▸ **What you are asked to do**: In the article on Hmong-Americans in Tulsa, what does the word "Hmong" mean?

▸ **Document excerpt**:

::::::::::

Two Hmong-Americans discuss life in Tulsa three decades after they immigrated to the U.S.
In 1979, Charles Ck Thao fled his home in Laos. Today, he says his life in Tulsa is “100 percent different” from what it could have been. The father of six children is pastor of Tulsa’s Hmong Baptist Church and has worked for NORDAM for 28 years.
The Vietnam War has recently ended. Two children from different remote villages in the highlands of Laos eye the enormous metal “birds” that will take them more than 7,000 miles from home.
The commercial airplanes will carry them and their refugee families on separate journeys to new lives in the United States. One child is suspicious; the other excited about the possibilities that await.
However different their outlooks about the long trips before them, both are eager to escape the fear that has followed them in their homeland for far too long.
Fear of death at the hands of the North Vietnamese Army drove their families to flee Laos for refugee camps in neighboring Thailand.
Fear of starvation also threatened the subsistence farmers for years. Over and over, war forced them to abandon their fields — which contained precious rice, their dietary staple — just before harvest.
Thirty years later, the children are Hmong-Americans living in Tulsa with children of their own.
Here are their stories.
WHO ARE THE HMONG?
Hmong is an Asian ethnic group from the mountainous regions of Laos, Thailand, Vietnam and Cambodia.
The origins of the Hmong are disputed, but they can be traced to China, according to the Lao Family Community of Minnesota Inc. (LFCM). U.S. Census data indicates Minnesota is home to the greatest concentration of Hmong-Americans — more than 66,000 in 2010.
Historically, some Chinese dynasties tried to enslave the Hmong, who sought to preserve their freedom and culture, according to the LFCM. Hmong means “free people.”
Charles Ck Thao
Charles Ck Thao is raising the second generation of Hmong-Americans — six of them.
Large families are common among the Hmong, who have a dominant family hierarchy.
“We believe that the father and mother are always the heads of the family, and every child needs to obey their parents,” says Thao, whose children range from ages 14-27.
Family is especially important to 49-year-old Thao, who fled Laos as an orphan in 1979. Thao’s grandmother and aunt raised him and his three siblings after his father died and his mother remarried.

::::::::::

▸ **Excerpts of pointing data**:
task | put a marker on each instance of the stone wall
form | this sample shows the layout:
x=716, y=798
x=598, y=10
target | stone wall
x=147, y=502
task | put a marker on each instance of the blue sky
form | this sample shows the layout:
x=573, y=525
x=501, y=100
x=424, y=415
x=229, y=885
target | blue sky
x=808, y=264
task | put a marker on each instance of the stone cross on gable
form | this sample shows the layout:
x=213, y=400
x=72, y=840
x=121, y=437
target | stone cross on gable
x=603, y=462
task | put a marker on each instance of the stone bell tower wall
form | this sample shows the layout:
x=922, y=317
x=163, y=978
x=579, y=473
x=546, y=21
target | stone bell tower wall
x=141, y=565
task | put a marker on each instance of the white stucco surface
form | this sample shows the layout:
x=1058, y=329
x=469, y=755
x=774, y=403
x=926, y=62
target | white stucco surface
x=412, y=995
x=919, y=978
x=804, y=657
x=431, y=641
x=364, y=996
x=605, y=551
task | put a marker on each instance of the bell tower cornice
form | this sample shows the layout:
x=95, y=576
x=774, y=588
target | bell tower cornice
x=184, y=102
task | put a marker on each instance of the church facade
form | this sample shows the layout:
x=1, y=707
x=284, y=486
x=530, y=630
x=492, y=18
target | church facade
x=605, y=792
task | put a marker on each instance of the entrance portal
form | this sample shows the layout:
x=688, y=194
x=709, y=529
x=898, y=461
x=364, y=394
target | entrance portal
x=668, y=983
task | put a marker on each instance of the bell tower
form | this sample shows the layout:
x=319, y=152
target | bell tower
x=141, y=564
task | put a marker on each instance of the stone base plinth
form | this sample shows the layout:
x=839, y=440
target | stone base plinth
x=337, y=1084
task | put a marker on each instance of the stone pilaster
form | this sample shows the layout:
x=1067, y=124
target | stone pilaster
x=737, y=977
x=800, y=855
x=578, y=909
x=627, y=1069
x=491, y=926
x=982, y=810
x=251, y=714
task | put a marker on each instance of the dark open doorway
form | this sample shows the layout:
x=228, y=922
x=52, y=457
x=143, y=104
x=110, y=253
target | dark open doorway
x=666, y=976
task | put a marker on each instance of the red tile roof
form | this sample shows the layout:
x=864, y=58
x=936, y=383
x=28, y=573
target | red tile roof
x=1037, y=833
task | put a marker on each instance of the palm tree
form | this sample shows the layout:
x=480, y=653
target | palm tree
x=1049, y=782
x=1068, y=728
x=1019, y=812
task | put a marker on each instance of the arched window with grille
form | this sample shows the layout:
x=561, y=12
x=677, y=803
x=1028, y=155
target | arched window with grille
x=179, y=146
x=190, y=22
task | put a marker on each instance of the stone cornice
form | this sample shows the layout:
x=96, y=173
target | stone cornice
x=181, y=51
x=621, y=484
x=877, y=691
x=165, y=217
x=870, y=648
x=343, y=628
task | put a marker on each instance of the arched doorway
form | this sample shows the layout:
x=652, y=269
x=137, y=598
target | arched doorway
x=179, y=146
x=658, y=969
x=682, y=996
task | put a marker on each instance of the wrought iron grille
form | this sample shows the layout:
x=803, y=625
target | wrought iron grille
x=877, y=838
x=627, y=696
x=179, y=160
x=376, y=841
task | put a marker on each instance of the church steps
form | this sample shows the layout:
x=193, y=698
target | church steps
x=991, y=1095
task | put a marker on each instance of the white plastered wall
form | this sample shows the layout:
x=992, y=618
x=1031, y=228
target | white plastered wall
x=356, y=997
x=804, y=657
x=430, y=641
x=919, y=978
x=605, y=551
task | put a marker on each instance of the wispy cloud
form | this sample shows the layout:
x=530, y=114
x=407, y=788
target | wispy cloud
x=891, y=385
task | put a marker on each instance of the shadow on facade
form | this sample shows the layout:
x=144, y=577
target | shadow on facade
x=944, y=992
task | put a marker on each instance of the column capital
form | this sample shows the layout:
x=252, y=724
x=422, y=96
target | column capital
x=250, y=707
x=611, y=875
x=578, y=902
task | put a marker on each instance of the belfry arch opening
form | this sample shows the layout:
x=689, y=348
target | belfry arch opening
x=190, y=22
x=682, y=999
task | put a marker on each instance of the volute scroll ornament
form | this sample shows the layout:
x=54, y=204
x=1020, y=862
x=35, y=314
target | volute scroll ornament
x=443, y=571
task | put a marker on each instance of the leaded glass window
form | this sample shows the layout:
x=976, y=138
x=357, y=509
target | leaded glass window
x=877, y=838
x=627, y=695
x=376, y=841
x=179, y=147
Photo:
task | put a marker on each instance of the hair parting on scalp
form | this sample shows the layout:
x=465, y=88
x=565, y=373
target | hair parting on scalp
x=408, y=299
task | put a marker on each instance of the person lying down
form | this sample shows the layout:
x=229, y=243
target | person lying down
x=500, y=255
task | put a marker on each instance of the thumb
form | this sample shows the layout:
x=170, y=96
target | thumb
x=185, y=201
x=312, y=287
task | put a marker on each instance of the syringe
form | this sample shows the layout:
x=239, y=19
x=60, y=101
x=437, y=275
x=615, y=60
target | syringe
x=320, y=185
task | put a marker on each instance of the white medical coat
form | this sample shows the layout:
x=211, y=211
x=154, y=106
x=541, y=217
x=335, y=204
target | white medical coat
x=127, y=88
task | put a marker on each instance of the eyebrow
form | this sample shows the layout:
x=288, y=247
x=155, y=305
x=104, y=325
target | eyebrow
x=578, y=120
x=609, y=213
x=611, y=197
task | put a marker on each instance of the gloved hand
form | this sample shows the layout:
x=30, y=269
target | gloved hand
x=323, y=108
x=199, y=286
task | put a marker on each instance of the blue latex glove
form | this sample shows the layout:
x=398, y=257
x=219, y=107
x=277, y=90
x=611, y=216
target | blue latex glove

::::::::::

▸ **Finished task**: It means "free people."